__GOAL OF THE EXERCISE__
Transcribe the whole listing below without changing a word, but leave out every image.

>> Start INPUT RECORDS

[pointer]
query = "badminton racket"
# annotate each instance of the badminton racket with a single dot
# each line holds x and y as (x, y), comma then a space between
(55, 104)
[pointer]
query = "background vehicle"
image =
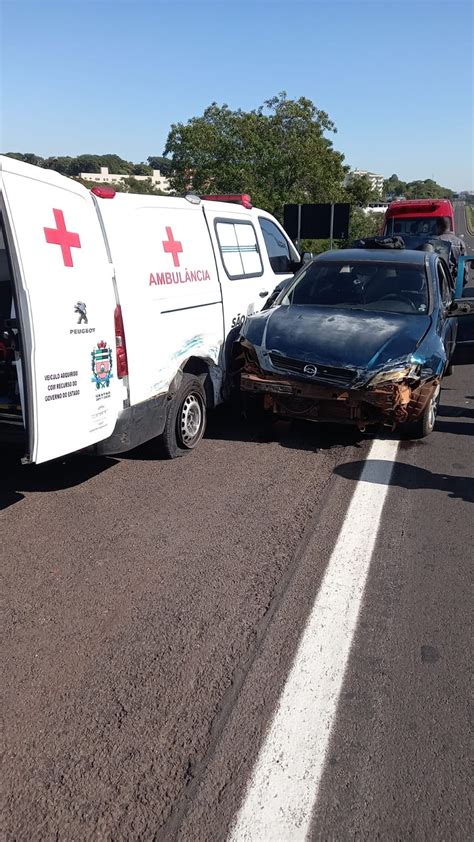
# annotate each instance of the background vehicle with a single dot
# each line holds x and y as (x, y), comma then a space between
(416, 216)
(359, 336)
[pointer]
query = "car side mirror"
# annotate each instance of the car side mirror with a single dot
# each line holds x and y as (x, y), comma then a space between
(461, 307)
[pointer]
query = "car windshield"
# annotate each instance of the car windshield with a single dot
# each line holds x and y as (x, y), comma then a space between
(411, 225)
(370, 285)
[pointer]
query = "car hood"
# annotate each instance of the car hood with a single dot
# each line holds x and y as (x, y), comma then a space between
(339, 337)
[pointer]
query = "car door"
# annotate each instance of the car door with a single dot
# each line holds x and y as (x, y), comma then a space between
(447, 327)
(464, 350)
(65, 301)
(280, 257)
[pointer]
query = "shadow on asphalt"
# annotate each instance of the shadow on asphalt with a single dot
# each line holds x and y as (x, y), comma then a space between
(52, 476)
(411, 478)
(228, 425)
(445, 411)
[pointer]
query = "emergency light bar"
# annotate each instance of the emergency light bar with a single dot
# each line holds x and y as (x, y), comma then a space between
(414, 207)
(103, 192)
(236, 198)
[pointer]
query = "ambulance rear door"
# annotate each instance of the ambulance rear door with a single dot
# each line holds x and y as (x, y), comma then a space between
(65, 299)
(245, 286)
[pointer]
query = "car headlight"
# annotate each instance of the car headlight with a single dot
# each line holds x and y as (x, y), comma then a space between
(396, 373)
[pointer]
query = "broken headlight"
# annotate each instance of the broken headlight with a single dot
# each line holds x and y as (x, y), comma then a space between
(394, 373)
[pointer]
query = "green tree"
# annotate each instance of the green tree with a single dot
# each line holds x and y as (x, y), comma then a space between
(141, 169)
(360, 192)
(158, 162)
(278, 153)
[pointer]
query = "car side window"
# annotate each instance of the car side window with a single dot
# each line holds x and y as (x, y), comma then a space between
(239, 249)
(277, 247)
(444, 287)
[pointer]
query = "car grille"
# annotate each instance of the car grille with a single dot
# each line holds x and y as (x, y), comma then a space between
(343, 376)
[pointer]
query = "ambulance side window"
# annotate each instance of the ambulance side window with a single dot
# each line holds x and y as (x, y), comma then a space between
(277, 247)
(239, 249)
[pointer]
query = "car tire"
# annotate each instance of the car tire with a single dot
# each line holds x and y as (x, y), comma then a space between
(425, 424)
(185, 419)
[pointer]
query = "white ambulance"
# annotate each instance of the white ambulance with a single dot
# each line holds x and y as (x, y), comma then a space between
(117, 311)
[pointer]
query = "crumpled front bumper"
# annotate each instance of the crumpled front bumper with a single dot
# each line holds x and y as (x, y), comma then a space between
(388, 403)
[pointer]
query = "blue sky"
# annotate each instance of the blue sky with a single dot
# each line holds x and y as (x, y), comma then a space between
(100, 76)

>> End INPUT RECORDS

__REPLY TO THE EXERCISE__
[pointer]
query = "badminton racket"
# annotate each instance of the badminton racket with a single dot
# each line holds x and y as (x, y), comma then a space between
(55, 104)
[pointer]
query = "background vehicle"
image =
# annotate each instance of the background vehicle with a single dot
# each line holds x and y as (x, y), comma then a space between
(416, 216)
(359, 336)
[pointer]
query = "car side mirror"
# annotate each instance of the car side mirror with a single dot
# each line holds x and y as (x, y), comma then a space between
(461, 307)
[pointer]
query = "car windshield"
# annotate each instance of the car windshield with a single dot
# each line holds x and y as (x, y), comma then a space between
(411, 225)
(370, 285)
[pointer]
query = "car hood"
# annotate each instance of the car hood with a single dot
# each line holds x and y as (x, y), comma then a space between
(339, 337)
[pointer]
query = "car door"
# annotate each instance of the car door with a single dot
# each line holds x and y as (x, y), comma then a space between
(447, 327)
(464, 350)
(65, 301)
(280, 257)
[pointer]
query = "shadow on asphalt"
# annotate each instance of the shadow on asphalt with a single dot
# each line holds x and y as (x, y), comma then a space between
(52, 476)
(411, 478)
(228, 425)
(445, 411)
[pointer]
query = "emergency light bar"
# annotate each instance of the emergency light bar with a single dot
# each line holds x and y as (x, y), comma then a space between
(414, 207)
(103, 192)
(236, 198)
[pointer]
query = "ambulance rear door"
# annotate each instance of the ambulance rear door with a single dot
# each line holds x and y as (x, y), comma then a space between
(65, 299)
(245, 286)
[pointer]
query = "car headlight"
# annotate each instance of the car headlight with a single dot
# each line holds x and y as (x, y), comma then a space between
(396, 373)
[pointer]
query = "broken headlight"
# annotate each instance of the broken headlight with a single dot
# each line holds x and y as (x, y), comma then a space between
(394, 373)
[pointer]
query = "green tree"
# annotate each instance of the green tree with a single dot
# each line holds x and y as (x, y), comma then a space between
(141, 169)
(360, 192)
(158, 162)
(278, 153)
[pointer]
query = "car side window"
# annotate each instance of the car side window with a single dot
# each line holds x and y as (x, y), comma then a space between
(239, 249)
(277, 247)
(444, 287)
[pointer]
query = "car grille"
# annotate each instance of the car grille with a single dot
# each line holds x and y as (x, y), comma then a space between
(343, 376)
[pointer]
query = "ambulance side window"
# annotate each instance of the ambulance side window with a single dot
# each line holds x and y as (x, y), comma then a space between
(277, 247)
(239, 249)
[pointer]
query = "car tire"
# annotate each instance of the car tire with a single dot
# each line holds x and y as (x, y), comma then a space between
(425, 424)
(185, 419)
[pointer]
query = "white ambulance"
# annotate each instance of the white ambulance with a single dot
# each line holds x and y as (x, y), comma then a space between
(117, 311)
[pointer]
query = "crumpled front bumper"
# annotate each instance of the crumpled front bumper with a single dot
# each line holds x and y as (x, y), comma then a space between
(388, 403)
[pointer]
query = "blue sky"
# annotate each instance of the blue sky with a single dot
# each line holds x and y as (x, y), comma then a space between
(100, 76)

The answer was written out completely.